* _TASK OBJECTIVE_: Put every line of the entries below into a single JSON list of strings, one string per line, omitting blank lines.

* _PROVIDED RECORDS_:

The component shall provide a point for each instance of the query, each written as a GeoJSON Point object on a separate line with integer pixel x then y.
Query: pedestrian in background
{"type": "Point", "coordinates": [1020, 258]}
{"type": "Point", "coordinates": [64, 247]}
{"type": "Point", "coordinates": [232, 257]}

* _THE RESULT_:
[
  "The component shall provide a point for each instance of the query, each written as a GeoJSON Point object on a separate line with integer pixel x then y.",
  "Query: pedestrian in background",
  "{\"type\": \"Point\", \"coordinates\": [1020, 258]}",
  "{\"type\": \"Point\", \"coordinates\": [64, 247]}",
  "{\"type\": \"Point\", \"coordinates\": [232, 257]}"
]